**About this exercise:**
Could you reproduce, from the records below, everything from the line with "the white cloud." down to the line with "the tree branch.", keeping both of those lines and changing nothing?

**Recorded information:**
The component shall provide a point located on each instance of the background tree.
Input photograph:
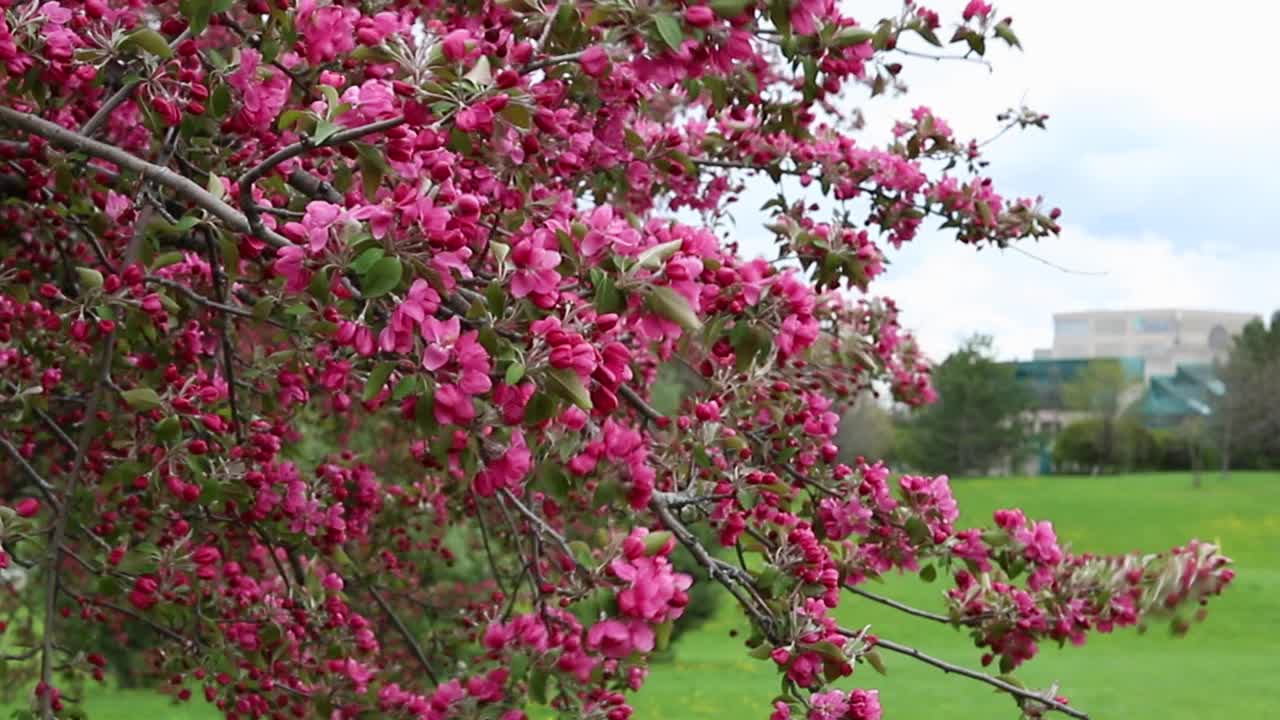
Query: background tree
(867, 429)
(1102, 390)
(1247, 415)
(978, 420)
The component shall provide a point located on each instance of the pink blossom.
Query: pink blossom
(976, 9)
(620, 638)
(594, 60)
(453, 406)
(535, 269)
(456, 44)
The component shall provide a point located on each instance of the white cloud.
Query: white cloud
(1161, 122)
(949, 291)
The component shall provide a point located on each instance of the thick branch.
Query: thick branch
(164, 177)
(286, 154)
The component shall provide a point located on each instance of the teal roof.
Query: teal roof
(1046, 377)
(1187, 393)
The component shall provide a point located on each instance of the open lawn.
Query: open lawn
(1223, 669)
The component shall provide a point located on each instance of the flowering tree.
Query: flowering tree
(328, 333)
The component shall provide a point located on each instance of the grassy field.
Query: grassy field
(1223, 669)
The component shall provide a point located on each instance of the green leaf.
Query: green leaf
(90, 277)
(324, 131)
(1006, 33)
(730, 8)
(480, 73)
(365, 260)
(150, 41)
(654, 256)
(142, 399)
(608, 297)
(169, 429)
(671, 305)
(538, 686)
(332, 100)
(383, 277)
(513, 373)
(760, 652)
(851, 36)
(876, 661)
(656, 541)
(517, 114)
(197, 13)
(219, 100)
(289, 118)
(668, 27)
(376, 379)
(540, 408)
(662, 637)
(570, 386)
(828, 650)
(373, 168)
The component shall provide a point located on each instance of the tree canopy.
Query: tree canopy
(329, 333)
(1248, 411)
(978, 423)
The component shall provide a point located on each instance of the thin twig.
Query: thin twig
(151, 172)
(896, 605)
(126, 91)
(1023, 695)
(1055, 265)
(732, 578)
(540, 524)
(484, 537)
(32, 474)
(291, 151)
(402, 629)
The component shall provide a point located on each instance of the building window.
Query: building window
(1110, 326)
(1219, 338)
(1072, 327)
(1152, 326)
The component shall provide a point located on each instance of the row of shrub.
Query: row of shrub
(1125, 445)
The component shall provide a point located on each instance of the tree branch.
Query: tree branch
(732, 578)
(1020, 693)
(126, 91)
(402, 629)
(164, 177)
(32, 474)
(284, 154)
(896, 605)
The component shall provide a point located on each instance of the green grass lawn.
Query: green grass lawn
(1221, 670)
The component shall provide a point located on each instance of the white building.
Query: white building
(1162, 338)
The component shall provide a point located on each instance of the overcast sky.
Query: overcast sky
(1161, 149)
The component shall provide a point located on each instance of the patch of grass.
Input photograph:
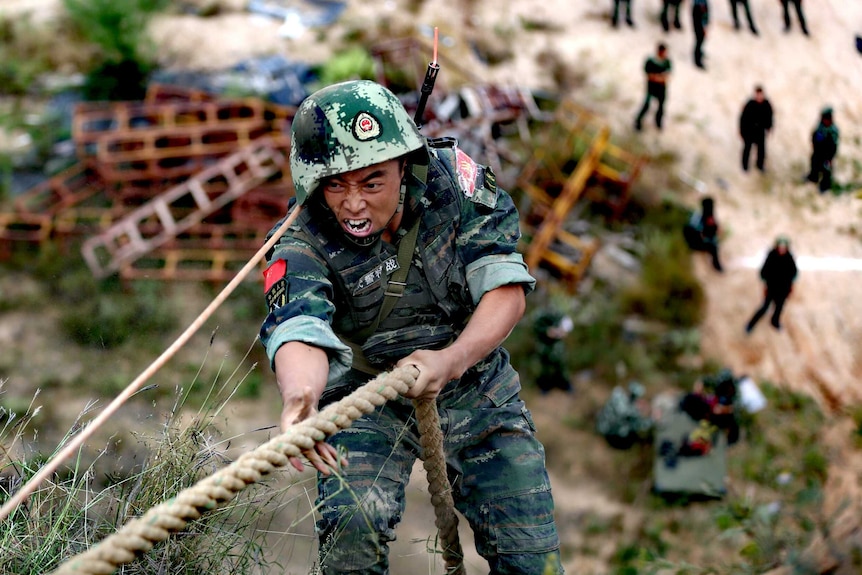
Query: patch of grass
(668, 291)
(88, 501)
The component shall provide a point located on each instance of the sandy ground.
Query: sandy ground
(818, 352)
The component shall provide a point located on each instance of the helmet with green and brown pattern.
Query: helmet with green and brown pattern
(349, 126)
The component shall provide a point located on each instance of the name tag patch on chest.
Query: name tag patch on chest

---

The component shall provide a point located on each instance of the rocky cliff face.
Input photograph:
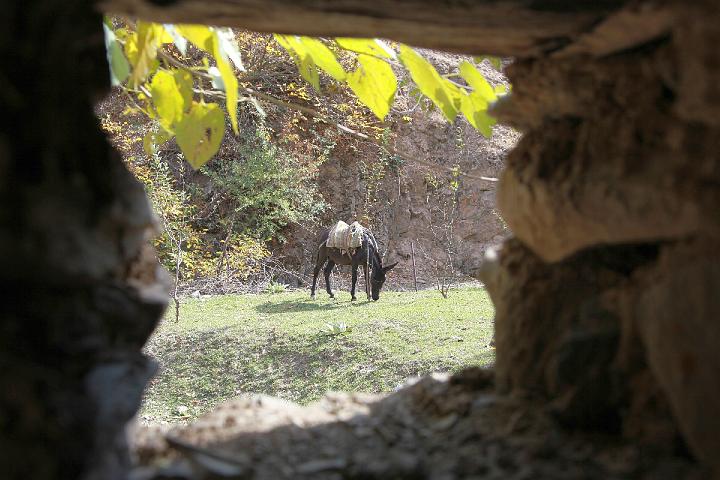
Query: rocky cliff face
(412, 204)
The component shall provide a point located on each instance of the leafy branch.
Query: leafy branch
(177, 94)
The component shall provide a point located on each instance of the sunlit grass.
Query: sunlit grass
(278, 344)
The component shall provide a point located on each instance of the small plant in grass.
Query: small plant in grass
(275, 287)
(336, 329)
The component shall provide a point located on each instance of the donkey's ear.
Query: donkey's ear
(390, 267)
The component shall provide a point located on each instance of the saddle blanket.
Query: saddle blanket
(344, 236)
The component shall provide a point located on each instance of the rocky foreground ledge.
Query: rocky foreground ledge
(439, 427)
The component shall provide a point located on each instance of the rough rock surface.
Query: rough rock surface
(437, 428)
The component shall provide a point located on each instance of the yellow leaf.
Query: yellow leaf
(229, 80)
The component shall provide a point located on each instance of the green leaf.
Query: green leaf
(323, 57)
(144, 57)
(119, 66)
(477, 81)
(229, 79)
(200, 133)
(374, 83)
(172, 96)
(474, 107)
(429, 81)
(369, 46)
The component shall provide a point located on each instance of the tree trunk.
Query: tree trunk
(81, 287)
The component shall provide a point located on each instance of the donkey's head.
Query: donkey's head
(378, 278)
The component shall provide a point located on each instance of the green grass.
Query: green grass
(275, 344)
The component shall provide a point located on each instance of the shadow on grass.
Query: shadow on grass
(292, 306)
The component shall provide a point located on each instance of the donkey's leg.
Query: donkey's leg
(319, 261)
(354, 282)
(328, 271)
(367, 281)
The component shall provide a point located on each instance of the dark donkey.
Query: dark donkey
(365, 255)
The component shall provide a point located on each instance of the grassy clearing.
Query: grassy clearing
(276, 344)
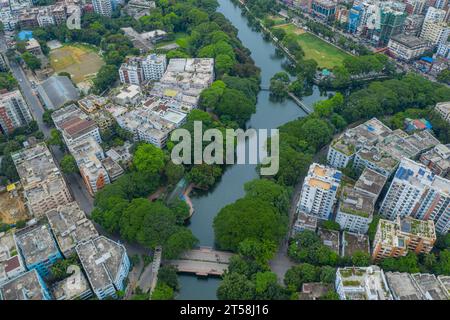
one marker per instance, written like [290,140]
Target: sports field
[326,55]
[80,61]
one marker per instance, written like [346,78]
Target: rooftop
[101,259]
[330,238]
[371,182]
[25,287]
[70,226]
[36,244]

**Reply to the task:**
The component shall provide a point located on each instance of the white cloud.
Query: white cloud
(1161, 122)
(949, 291)
The component shall provide a point located on each instance of the thick branch.
Query: thick branch
(164, 177)
(286, 154)
The component shall provide a point located on each instance of the teal roof.
Query: teal roof
(1046, 377)
(1187, 393)
The component shall provide a point located on each instance of the open lawn.
Query: open lawn
(1223, 669)
The component shall provide a point located on each instance of the flowering tree.
Query: flowering tree
(328, 333)
The component shall provide a point located on each instance of the grassy field.
Query: grassy field
(1223, 669)
The component shall provide a point located on each instance of the green leaf.
Query: green leaf
(90, 277)
(324, 131)
(1006, 33)
(730, 8)
(480, 73)
(365, 260)
(150, 41)
(654, 256)
(142, 399)
(608, 297)
(169, 429)
(671, 305)
(538, 686)
(332, 100)
(383, 277)
(513, 373)
(760, 652)
(851, 36)
(876, 661)
(656, 541)
(517, 114)
(197, 13)
(219, 100)
(289, 118)
(668, 27)
(376, 379)
(540, 408)
(662, 637)
(570, 386)
(828, 650)
(373, 168)
The component shall provide a point located on each instance of the tree canopy.
Query: tree canopy
(329, 333)
(1248, 411)
(978, 423)
The component shall provide a point located on each instance of the thin twig.
Query: thin twig
(151, 172)
(896, 605)
(126, 91)
(1023, 695)
(1055, 265)
(732, 578)
(540, 524)
(484, 537)
(32, 474)
(291, 151)
(402, 629)
The component shall provide a point located on each instance of the building window.
Query: building window
(1110, 326)
(1219, 338)
(1072, 327)
(1152, 326)
The component shall provide a point located on each instance of the row of shrub.
Query: row of shrub
(1125, 445)
The component shall provide a point located on each instance of the tree branch.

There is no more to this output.